### [Description of the task]
Gather each line in the records below that contains the string "wall". Case counts.

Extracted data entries
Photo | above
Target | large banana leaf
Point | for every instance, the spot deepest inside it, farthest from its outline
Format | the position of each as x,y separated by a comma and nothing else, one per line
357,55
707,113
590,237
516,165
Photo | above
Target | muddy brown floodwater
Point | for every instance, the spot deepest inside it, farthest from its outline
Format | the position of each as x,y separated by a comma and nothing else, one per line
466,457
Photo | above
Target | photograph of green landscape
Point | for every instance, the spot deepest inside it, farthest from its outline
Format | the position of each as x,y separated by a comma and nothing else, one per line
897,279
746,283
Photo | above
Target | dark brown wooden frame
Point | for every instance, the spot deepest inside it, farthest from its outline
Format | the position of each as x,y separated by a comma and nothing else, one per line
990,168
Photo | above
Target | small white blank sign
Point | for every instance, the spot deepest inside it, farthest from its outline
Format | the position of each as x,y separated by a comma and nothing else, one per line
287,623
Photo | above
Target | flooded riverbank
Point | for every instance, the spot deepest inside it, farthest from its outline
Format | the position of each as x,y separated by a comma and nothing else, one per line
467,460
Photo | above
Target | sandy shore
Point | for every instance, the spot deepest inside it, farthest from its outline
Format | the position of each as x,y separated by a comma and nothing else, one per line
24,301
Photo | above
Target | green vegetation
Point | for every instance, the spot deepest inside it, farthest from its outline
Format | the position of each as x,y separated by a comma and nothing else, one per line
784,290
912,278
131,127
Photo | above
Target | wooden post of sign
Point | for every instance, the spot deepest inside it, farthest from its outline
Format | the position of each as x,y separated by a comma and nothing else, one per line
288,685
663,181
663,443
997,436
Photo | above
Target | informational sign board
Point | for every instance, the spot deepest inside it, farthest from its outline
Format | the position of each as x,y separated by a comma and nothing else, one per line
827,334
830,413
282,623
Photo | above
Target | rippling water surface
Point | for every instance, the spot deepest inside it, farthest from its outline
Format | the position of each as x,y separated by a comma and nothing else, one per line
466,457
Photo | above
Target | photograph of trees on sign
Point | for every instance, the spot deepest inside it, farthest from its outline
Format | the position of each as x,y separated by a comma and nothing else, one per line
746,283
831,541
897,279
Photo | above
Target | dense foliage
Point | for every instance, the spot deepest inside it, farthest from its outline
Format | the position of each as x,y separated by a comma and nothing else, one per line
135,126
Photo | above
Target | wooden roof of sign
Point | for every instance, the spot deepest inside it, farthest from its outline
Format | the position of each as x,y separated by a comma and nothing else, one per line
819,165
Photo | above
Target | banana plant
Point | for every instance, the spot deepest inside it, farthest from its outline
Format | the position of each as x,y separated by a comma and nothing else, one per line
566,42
* * *
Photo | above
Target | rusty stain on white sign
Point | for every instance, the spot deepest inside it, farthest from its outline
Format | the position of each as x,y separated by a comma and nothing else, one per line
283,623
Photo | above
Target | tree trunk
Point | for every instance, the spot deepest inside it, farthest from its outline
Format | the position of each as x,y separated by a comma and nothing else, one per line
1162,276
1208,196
* * *
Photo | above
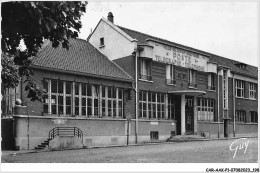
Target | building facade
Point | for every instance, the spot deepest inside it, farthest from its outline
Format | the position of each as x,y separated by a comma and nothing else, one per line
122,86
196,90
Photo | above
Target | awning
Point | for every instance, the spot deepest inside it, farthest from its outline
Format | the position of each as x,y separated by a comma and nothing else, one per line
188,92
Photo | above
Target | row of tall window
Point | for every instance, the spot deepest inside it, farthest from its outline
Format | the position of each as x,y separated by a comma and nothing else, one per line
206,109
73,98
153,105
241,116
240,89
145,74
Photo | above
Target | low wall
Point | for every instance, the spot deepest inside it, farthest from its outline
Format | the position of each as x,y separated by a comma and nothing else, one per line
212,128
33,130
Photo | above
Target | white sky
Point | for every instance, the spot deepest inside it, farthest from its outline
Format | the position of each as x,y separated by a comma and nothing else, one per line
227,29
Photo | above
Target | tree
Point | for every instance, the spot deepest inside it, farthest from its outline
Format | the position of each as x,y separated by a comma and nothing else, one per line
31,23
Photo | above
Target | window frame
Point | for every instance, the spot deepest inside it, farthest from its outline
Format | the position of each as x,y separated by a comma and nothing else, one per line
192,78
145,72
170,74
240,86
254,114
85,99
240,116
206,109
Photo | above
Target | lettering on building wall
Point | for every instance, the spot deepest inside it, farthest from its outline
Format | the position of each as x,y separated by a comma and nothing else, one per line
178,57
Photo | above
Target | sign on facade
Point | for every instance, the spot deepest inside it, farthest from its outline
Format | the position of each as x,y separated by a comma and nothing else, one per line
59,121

### [Reply to the exercise]
Target | low wall
Target | lettering on building wall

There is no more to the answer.